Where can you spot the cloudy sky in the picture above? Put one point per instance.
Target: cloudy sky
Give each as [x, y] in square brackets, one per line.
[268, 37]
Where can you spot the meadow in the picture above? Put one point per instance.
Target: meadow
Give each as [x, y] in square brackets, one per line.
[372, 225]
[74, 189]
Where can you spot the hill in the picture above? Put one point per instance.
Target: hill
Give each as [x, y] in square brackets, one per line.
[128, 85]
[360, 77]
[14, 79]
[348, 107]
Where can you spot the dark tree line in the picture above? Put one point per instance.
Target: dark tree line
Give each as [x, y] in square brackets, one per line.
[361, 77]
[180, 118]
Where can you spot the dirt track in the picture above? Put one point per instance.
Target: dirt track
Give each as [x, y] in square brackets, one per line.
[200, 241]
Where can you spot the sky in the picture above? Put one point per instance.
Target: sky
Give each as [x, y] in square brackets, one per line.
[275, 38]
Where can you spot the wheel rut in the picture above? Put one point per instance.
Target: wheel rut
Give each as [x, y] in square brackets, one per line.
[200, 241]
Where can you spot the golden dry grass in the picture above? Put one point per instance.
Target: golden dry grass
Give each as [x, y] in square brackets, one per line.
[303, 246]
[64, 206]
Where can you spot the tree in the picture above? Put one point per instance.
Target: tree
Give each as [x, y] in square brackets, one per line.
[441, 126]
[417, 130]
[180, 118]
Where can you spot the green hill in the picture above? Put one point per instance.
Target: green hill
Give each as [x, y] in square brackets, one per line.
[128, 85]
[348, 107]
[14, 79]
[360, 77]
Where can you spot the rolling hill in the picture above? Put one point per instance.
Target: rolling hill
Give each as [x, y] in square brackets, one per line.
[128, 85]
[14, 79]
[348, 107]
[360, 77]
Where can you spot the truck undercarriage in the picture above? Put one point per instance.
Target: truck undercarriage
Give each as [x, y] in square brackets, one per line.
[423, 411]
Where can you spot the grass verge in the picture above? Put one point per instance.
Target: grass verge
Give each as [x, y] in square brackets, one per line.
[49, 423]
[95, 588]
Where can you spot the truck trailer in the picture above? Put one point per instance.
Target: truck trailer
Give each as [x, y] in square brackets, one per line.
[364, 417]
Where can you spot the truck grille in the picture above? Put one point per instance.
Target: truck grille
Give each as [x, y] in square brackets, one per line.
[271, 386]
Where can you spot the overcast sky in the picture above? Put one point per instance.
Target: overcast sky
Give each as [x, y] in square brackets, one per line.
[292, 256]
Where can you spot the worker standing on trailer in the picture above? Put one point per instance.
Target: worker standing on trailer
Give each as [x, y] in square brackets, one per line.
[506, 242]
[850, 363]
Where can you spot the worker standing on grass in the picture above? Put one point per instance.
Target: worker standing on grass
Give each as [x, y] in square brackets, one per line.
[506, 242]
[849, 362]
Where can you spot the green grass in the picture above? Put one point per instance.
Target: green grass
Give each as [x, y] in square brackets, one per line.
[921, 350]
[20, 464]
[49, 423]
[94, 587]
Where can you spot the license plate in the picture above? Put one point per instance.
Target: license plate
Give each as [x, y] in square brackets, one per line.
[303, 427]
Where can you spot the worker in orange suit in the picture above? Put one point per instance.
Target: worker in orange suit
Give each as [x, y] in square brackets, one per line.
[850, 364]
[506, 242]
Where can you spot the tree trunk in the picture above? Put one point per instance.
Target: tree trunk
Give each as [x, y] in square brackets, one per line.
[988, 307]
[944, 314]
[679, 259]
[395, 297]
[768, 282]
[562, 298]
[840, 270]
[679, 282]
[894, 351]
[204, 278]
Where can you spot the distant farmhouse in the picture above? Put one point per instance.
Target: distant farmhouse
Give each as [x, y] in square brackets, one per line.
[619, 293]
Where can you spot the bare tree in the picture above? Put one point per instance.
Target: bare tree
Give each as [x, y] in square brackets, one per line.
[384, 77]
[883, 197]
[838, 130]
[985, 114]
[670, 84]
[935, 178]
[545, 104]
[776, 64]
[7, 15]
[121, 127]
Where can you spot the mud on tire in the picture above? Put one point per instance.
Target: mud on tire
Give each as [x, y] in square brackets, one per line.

====

**REQUEST**
Update all of the records above by writing them out again with every instance of "square brackets" changed to "parentheses". Leave every other part of the lines the same.

**THE RESULT**
Where can you spot the cloudy sky in the picture above? Put one point per instance.
Target: cloudy sky
Give each as [x, y] in parentheses, one per line.
[268, 37]
Where can you spot the meadow in the picture above? Put one point per instance.
Target: meadow
Give each as [x, y] in parentheses, one per line.
[372, 225]
[74, 189]
Where can you spot the hill in the picture above? Put one point per instance.
Target: hill
Give each as [x, y] in parentheses, one per line.
[128, 85]
[360, 77]
[14, 79]
[348, 107]
Where can you spot the dark tree line in the picture above? Put one point per instance.
Target: dark tree line
Give each as [x, y] in parentheses, one per line.
[361, 77]
[180, 118]
Where can you spot the dirt track in the picture above? Put one point per instance.
Target: dirt track
Give each as [x, y] in parentheses, one per line.
[200, 241]
Where can you spot the sky in the picture above? Put one point per instance.
Target: sky
Give each as [x, y] in parentheses, one per line.
[275, 38]
Where can you spot the wheel rut in the picture above? Put one point per instance.
Target: wheel rut
Give each as [x, y] in parentheses, one per line.
[200, 241]
Where can you spot the golden dry grass in the picture above? Put one point per instance.
Target: golden dry grass
Give each as [x, y] in parentheses, one per line.
[303, 246]
[64, 206]
Where can you spot the tree in the picture above? Put one point per instance.
Target: tree
Give each as [x, y] in parentheses, one per line.
[441, 126]
[417, 130]
[180, 118]
Where can you spot the green hill in the picture above? Put one point per instance.
Target: green hill
Give each as [x, y] in parentheses, one per line.
[128, 85]
[348, 107]
[14, 79]
[360, 77]
Where can you spot the rolling hill in the picture above? Put one point per instance.
Target: rolling hill
Give each as [x, y] in parentheses, one per line.
[128, 85]
[14, 79]
[348, 107]
[360, 77]
Where can you spot the truck undercarriage in the picture above? Put one point per instance.
Target: truck undercarriage
Give each as [x, y] in parentheses, one per line.
[423, 411]
Where can you spot the grass verge in the picture above? Put one point per instance.
Target: grass verge
Give each as [x, y] in parentheses, one per line.
[49, 423]
[95, 588]
Where can you spot the truck trailer in the picture above? Put one point per instance.
Target: truck trailer
Give each as [x, y] in parentheses, one per line.
[364, 417]
Where can you spot the truck grille in the picture above? Put one point per instance.
Target: truck grille
Give each as [x, y] in parentheses, one per line.
[271, 386]
Where can you spot the overcast sky in the picture above? Put one point per instance.
Target: overcast sky
Give each as [x, y] in parentheses, one per line.
[292, 256]
Where can you spot the worker standing on trailer in the picture above? Put one point per instance.
Target: worker standing on trailer
Give each as [x, y] in parentheses, one per line.
[506, 242]
[850, 363]
Where can you spot the worker standing on grass in the picture above? Put one point per instance.
Target: worker standing on grass
Give each as [x, y] in parentheses, one per line.
[506, 242]
[849, 362]
Where can you spot the green grass in the picture above? Put one point per instance.
Target: green grass
Give each as [x, y] in parentheses, one per line.
[921, 350]
[20, 464]
[49, 423]
[94, 587]
Where can you spot the license plate in the picture above? Put one point per instance.
Target: license plate
Give each as [x, y] in parentheses, one per line.
[303, 427]
Where can you spot the worker in orange suit in the picture above? Put one point per instance.
Target: worker in orange suit
Give each as [x, y] in parentheses, one per line.
[850, 364]
[506, 242]
Where can you spot the tree trunk in the picture above? Put one point per instance.
Target: tree trunk
Give each as [x, y] in parentheses, one per line.
[988, 307]
[944, 314]
[679, 259]
[395, 297]
[768, 282]
[562, 298]
[840, 270]
[679, 282]
[894, 351]
[204, 278]
Where can you spot the distant farmhouse in the picture above? Put one point per instance.
Target: distant farmhouse
Give each as [x, y] in parentheses, one per line.
[619, 293]
Where can you spot the bare tree in the picture above? Put one point per instance.
Target: bare tree
Give each as [x, y] in parentheses, one per line.
[384, 77]
[883, 197]
[838, 130]
[985, 114]
[670, 84]
[935, 178]
[545, 104]
[776, 64]
[7, 15]
[121, 127]
Where can you spot the mud on tire in the picture above? Put one point per instance.
Target: mud on tire
Give each as [x, y] in parentheses, one per line.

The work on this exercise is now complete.